To do: Starting from the line containing "the person in", write out the rest of the entries exactly, through the final line, including nothing else.
■ ■ ■
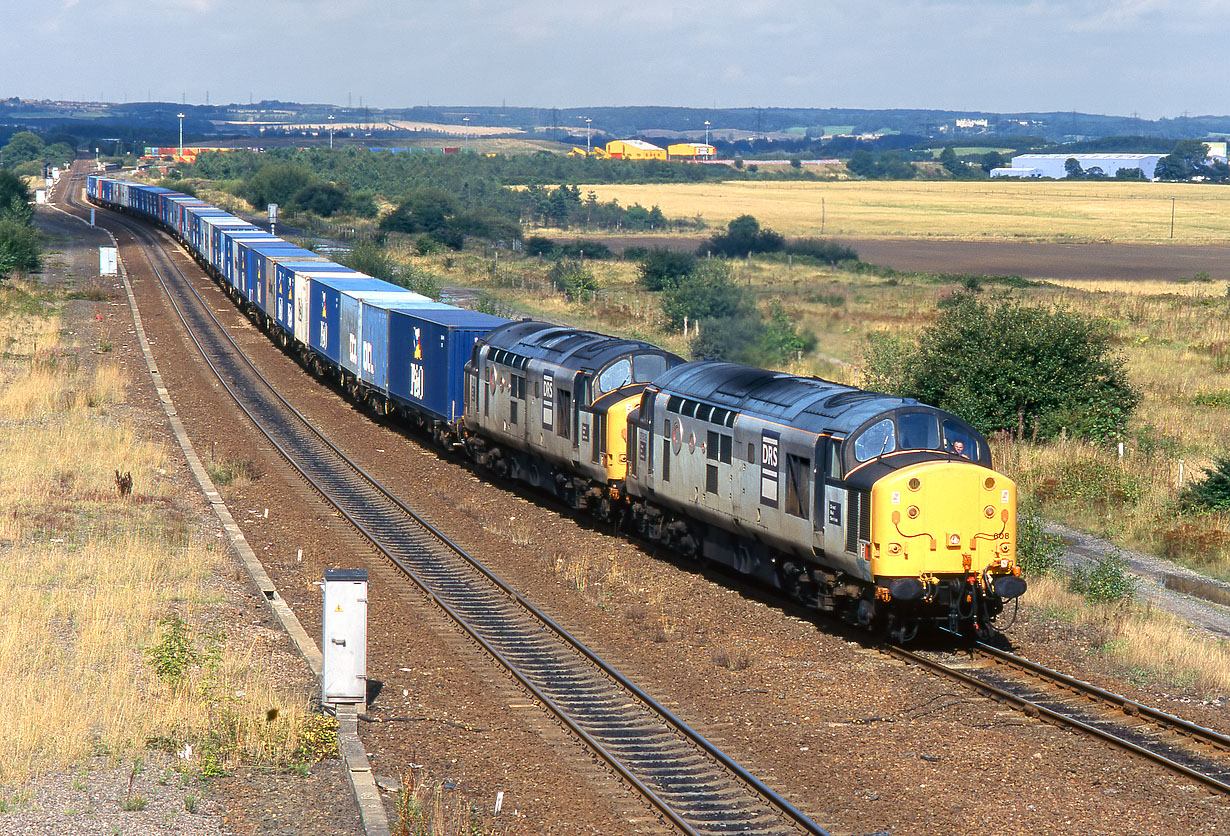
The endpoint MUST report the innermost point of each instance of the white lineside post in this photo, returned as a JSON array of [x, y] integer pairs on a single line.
[[345, 637]]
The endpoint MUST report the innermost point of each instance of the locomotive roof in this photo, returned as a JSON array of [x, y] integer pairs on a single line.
[[567, 347], [809, 403]]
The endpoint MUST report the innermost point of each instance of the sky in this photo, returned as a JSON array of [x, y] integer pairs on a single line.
[[1149, 58]]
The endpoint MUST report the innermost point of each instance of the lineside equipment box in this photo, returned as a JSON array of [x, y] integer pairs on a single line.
[[345, 637]]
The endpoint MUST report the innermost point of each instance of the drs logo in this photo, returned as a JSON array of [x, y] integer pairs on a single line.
[[769, 443], [416, 381]]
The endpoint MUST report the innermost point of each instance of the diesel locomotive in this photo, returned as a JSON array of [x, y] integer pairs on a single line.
[[878, 508]]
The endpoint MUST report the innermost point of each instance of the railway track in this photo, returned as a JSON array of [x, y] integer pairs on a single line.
[[688, 780], [1190, 750]]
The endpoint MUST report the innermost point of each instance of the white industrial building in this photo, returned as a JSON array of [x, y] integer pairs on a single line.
[[1052, 165]]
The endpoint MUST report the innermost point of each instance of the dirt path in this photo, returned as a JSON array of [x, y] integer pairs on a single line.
[[1153, 572]]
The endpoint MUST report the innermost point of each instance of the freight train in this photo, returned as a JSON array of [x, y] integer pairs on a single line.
[[878, 508]]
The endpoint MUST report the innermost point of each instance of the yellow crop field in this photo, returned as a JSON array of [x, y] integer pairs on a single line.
[[1037, 210]]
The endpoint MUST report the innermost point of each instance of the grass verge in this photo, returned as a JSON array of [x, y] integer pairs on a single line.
[[95, 580]]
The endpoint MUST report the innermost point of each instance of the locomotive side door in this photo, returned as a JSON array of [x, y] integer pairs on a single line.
[[830, 516]]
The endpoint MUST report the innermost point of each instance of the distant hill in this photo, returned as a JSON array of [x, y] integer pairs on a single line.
[[158, 123]]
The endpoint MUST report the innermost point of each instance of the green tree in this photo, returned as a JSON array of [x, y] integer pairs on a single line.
[[15, 197], [21, 248], [993, 363], [862, 164], [320, 198], [276, 183]]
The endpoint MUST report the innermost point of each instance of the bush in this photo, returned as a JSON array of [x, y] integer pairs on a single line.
[[1212, 492], [707, 293], [748, 337], [663, 268], [370, 258], [1103, 580], [538, 245], [21, 248], [1037, 552], [728, 339], [420, 280], [276, 183], [822, 251], [993, 363], [572, 278], [584, 248], [743, 236]]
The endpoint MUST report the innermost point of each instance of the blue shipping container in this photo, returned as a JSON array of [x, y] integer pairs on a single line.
[[325, 309], [351, 317], [427, 354]]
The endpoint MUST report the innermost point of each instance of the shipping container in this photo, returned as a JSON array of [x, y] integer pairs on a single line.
[[284, 287], [301, 295], [428, 349], [267, 271], [325, 309], [231, 257], [373, 341], [351, 317], [252, 264], [214, 251]]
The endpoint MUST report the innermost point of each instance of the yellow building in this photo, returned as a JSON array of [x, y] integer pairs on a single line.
[[634, 149], [691, 151]]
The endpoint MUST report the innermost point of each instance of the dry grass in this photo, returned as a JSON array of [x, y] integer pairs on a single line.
[[946, 209], [91, 575], [1145, 644]]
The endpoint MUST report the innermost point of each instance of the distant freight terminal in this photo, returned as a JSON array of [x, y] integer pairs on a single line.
[[1055, 165]]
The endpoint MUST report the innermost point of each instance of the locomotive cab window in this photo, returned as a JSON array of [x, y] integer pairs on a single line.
[[616, 375], [958, 440], [876, 440], [918, 430], [835, 459], [647, 366]]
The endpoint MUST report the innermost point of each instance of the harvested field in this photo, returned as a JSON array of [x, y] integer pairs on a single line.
[[1031, 260], [1041, 210]]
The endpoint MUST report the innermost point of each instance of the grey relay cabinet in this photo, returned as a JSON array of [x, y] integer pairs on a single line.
[[345, 636]]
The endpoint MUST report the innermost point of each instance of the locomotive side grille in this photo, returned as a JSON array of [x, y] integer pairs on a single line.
[[857, 519]]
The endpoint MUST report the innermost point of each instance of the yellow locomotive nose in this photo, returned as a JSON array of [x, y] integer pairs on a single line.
[[942, 519]]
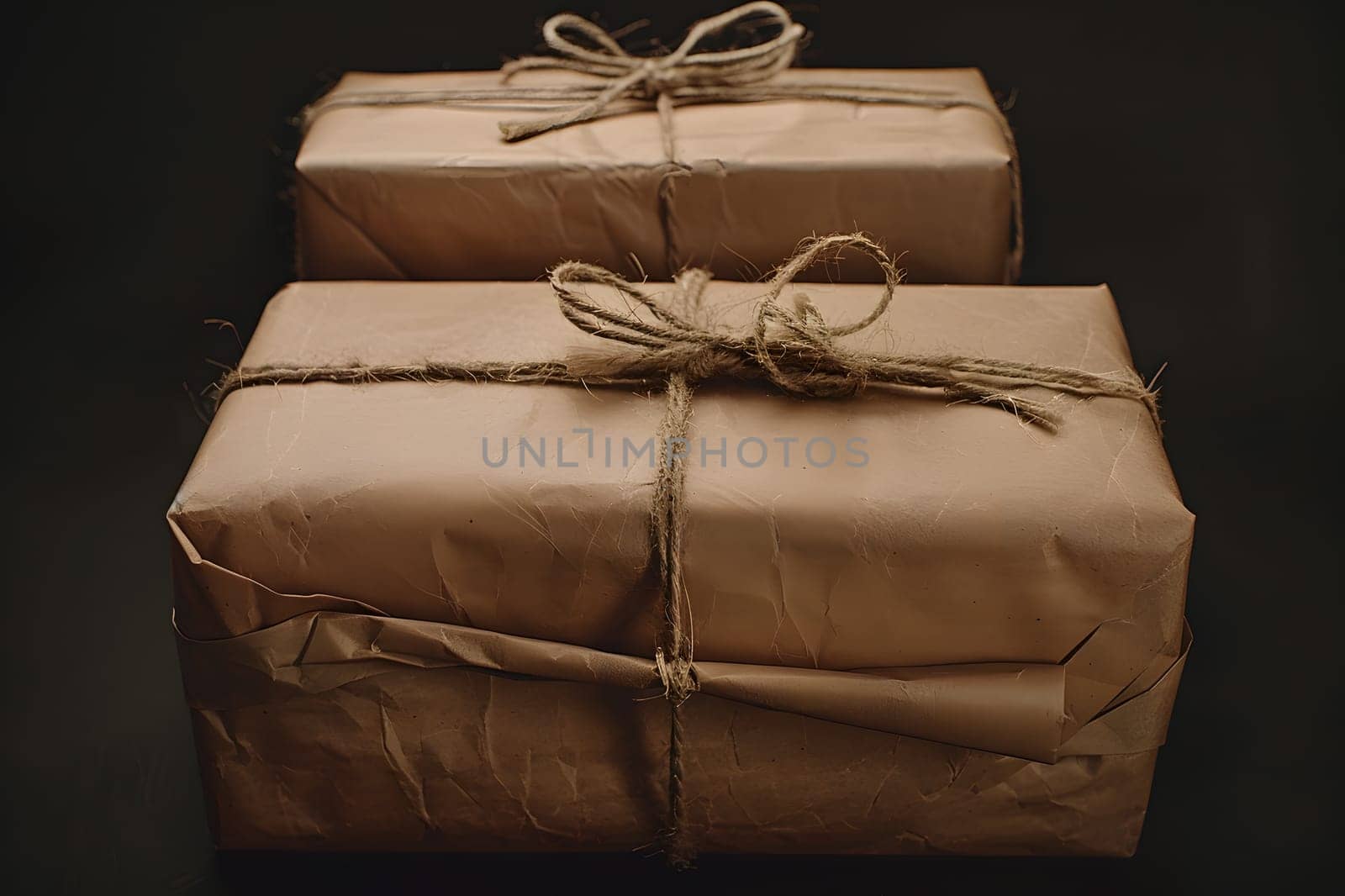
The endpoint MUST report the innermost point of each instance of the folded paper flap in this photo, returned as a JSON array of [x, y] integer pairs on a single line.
[[1141, 721], [1013, 709]]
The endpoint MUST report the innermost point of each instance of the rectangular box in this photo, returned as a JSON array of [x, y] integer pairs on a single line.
[[968, 643], [434, 192]]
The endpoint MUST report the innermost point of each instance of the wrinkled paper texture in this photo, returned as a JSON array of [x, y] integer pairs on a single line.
[[434, 192], [972, 643]]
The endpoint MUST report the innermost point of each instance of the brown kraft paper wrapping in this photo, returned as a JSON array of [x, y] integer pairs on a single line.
[[434, 192], [970, 643]]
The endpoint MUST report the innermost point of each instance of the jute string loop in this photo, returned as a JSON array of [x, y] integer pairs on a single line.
[[672, 346], [623, 81]]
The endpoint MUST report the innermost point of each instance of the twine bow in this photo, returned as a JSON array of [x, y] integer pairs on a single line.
[[797, 349], [688, 74], [705, 74], [672, 346]]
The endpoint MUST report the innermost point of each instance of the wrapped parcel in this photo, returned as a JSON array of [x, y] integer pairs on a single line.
[[420, 615], [432, 192]]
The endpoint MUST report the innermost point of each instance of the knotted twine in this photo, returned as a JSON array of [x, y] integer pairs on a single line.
[[685, 76], [672, 347]]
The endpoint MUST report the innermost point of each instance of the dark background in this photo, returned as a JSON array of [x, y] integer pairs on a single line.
[[1188, 154]]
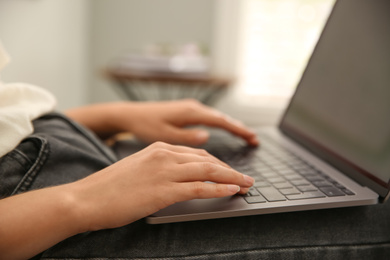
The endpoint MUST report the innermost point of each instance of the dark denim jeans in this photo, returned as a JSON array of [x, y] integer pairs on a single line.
[[59, 151]]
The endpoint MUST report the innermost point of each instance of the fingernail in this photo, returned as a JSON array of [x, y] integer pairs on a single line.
[[234, 188], [202, 135], [249, 180]]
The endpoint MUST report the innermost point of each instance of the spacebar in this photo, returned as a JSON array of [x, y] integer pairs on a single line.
[[271, 194], [306, 195]]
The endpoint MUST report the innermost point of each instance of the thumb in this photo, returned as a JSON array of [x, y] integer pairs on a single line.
[[187, 136]]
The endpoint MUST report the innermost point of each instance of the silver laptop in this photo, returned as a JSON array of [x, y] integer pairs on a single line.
[[332, 146]]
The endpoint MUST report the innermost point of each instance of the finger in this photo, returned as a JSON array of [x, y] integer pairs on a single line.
[[210, 117], [176, 135], [207, 171], [189, 150], [184, 158], [202, 190]]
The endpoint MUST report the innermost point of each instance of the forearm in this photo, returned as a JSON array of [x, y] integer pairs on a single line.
[[103, 119], [36, 220]]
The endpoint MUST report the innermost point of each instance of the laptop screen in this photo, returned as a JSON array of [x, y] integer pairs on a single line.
[[341, 107]]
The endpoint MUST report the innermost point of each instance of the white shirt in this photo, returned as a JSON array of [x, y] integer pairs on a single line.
[[20, 104]]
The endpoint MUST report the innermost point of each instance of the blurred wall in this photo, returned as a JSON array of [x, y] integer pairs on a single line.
[[47, 41], [122, 26]]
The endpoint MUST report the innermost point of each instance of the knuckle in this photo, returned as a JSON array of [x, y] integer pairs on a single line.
[[159, 154], [159, 144], [198, 189], [203, 152], [209, 168]]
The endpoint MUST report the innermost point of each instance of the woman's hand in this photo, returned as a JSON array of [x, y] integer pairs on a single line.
[[152, 179], [126, 191], [160, 121]]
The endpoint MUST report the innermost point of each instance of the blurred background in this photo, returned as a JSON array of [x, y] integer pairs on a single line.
[[247, 54]]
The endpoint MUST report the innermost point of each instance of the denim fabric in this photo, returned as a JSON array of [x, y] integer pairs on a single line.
[[60, 152]]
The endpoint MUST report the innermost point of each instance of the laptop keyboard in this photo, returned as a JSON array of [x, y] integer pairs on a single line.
[[281, 175]]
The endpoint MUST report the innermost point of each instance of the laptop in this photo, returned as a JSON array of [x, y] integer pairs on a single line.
[[332, 146]]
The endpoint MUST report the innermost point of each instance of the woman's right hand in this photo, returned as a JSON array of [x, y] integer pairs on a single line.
[[152, 179]]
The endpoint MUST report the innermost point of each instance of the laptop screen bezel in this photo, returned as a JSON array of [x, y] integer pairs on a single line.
[[347, 167]]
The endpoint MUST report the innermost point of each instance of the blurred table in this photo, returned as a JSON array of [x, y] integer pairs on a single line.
[[145, 86]]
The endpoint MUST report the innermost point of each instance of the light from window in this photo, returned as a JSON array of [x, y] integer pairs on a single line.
[[276, 39]]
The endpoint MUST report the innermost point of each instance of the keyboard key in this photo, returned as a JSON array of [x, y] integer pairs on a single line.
[[314, 178], [283, 185], [300, 182], [276, 179], [293, 177], [322, 184], [348, 192], [271, 194], [255, 199], [253, 192], [261, 184], [332, 191], [289, 191], [306, 195], [307, 188]]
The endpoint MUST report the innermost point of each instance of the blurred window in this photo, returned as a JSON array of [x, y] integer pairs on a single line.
[[275, 40]]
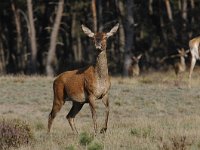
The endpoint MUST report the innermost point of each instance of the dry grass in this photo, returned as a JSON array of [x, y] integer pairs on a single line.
[[147, 113]]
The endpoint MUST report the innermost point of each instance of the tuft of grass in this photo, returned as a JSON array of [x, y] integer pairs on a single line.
[[142, 132], [14, 133], [95, 145], [70, 147], [85, 138]]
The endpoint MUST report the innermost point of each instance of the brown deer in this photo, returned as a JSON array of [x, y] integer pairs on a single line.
[[85, 85], [134, 69], [180, 65], [194, 45]]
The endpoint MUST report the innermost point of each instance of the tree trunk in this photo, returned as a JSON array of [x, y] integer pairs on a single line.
[[94, 15], [169, 13], [129, 35], [51, 53], [32, 36], [150, 7], [20, 61]]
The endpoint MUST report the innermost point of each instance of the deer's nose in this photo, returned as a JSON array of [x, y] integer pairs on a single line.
[[98, 45]]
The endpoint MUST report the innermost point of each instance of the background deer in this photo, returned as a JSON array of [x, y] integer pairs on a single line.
[[85, 85], [194, 45], [134, 69]]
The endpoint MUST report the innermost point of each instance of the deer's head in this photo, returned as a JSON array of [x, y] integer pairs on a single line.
[[135, 60], [182, 52], [100, 38]]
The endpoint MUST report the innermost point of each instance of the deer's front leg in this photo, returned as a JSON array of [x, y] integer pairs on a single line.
[[193, 62], [93, 111], [106, 103]]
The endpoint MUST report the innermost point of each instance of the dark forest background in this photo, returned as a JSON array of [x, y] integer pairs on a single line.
[[45, 36]]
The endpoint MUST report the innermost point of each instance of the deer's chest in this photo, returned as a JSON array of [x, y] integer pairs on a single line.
[[101, 87]]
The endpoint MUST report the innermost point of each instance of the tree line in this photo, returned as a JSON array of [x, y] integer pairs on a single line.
[[45, 37]]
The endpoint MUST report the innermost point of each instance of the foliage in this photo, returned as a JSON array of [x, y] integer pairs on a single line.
[[14, 133], [95, 145]]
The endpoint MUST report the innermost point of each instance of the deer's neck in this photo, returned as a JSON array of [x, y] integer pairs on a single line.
[[101, 66], [182, 61]]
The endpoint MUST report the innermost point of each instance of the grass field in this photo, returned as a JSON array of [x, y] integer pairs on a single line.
[[146, 113]]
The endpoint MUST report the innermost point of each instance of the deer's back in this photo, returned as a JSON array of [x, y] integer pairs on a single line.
[[79, 84]]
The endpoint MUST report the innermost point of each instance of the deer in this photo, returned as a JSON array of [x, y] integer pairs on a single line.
[[180, 65], [85, 85], [134, 69], [194, 46]]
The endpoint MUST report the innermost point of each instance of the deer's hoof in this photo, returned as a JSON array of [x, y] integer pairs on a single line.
[[103, 130]]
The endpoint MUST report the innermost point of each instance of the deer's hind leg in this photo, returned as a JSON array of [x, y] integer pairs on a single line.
[[106, 103], [57, 103], [76, 107], [192, 64]]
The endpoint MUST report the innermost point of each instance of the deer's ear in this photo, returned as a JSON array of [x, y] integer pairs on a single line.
[[179, 50], [113, 30], [139, 56], [87, 31]]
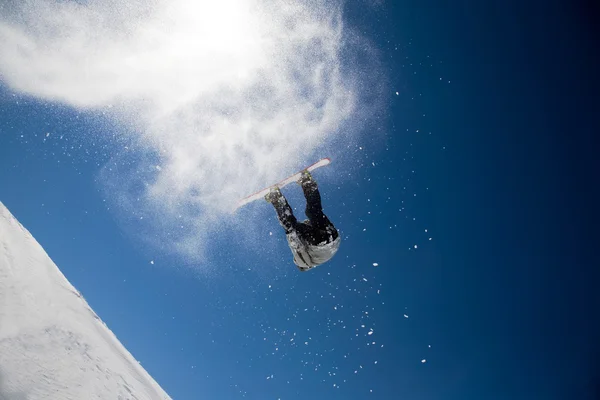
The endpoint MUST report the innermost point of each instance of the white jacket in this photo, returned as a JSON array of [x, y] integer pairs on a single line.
[[307, 256]]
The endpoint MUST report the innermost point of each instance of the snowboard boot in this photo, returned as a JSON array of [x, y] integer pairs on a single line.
[[274, 195], [306, 180]]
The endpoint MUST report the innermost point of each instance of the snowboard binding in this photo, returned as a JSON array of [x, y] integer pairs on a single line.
[[274, 195]]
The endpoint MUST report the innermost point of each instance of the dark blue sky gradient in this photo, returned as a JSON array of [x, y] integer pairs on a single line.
[[489, 146]]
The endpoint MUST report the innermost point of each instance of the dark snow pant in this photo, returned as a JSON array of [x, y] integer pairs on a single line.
[[317, 229]]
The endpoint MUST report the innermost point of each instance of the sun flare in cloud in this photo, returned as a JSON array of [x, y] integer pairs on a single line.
[[222, 97]]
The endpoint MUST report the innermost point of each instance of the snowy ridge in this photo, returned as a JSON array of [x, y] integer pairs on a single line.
[[52, 345]]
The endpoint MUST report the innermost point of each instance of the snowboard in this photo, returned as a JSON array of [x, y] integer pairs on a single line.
[[293, 178]]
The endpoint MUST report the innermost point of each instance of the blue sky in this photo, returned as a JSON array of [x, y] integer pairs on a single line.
[[468, 189]]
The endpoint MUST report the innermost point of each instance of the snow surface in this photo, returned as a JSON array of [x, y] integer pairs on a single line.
[[52, 345]]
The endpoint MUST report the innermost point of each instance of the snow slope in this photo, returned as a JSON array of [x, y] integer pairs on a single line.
[[52, 345]]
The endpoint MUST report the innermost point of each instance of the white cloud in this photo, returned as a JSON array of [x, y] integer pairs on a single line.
[[224, 96]]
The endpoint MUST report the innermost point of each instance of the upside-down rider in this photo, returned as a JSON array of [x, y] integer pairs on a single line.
[[313, 241]]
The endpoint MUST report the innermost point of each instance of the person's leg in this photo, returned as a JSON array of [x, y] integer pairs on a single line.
[[284, 213], [314, 208]]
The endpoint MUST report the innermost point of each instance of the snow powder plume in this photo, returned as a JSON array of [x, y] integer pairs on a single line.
[[52, 345], [222, 97]]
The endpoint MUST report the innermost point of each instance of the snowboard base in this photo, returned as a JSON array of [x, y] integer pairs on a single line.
[[293, 178]]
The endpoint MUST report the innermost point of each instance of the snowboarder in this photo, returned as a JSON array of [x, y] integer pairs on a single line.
[[313, 241]]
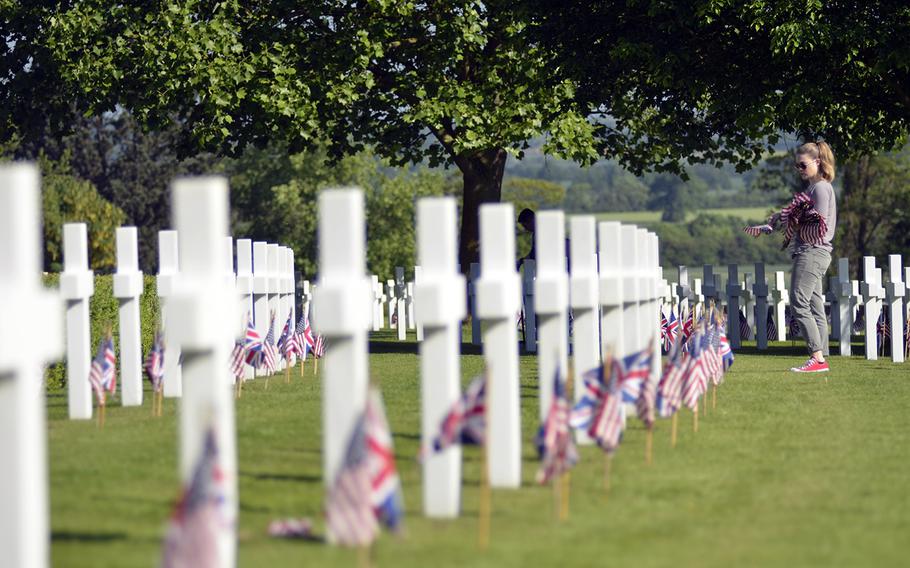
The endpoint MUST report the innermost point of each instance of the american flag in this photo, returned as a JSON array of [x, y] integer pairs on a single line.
[[298, 344], [252, 343], [386, 485], [669, 388], [882, 329], [466, 421], [695, 378], [284, 339], [771, 325], [103, 372], [269, 357], [792, 324], [319, 346], [633, 371], [350, 516], [308, 340], [688, 326], [607, 421], [859, 322], [154, 363], [594, 386], [555, 445], [198, 518], [238, 361], [745, 332]]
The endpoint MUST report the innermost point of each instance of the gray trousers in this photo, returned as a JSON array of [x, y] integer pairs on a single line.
[[806, 297]]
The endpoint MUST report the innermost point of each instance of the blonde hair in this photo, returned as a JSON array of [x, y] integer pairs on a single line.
[[822, 152]]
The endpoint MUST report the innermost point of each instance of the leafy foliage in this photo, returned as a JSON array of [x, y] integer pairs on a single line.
[[67, 199]]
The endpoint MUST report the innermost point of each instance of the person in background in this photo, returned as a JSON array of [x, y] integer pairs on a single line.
[[810, 221]]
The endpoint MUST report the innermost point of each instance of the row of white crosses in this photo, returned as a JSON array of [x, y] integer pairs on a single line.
[[266, 287], [202, 307]]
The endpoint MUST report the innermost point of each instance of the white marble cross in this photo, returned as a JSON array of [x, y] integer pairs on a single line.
[[781, 298], [846, 305], [204, 321], [873, 294], [401, 303], [529, 271], [551, 303], [760, 291], [733, 315], [341, 313], [77, 285], [498, 302], [472, 303], [261, 291], [128, 286], [418, 323], [440, 300], [245, 292], [29, 310], [683, 292], [631, 292], [168, 267], [896, 290]]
■ ■ ■
Result of the exercise:
The endpoint MUST report the innermost point of each instance of the person in background in this photo, returned as a JSON array of [x, y] integer pairs on a single line.
[[810, 221]]
The endpoint MUST report the innermost point of each instance of the row of white crosses in this photo, returned as a JSON array of [x, y] integer pairs on a single line.
[[266, 287], [202, 307]]
The endpoint MUST report the innermost point of each instance of the white marble cross in this photo, returned as a JSON array of [x, y] integer pairs on a single line.
[[781, 298], [846, 305], [204, 321], [873, 294], [401, 303], [529, 271], [551, 303], [760, 291], [733, 315], [341, 313], [77, 285], [498, 302], [472, 303], [261, 291], [128, 286], [418, 323], [440, 300], [245, 292], [29, 310], [683, 292], [631, 292], [168, 267], [896, 290]]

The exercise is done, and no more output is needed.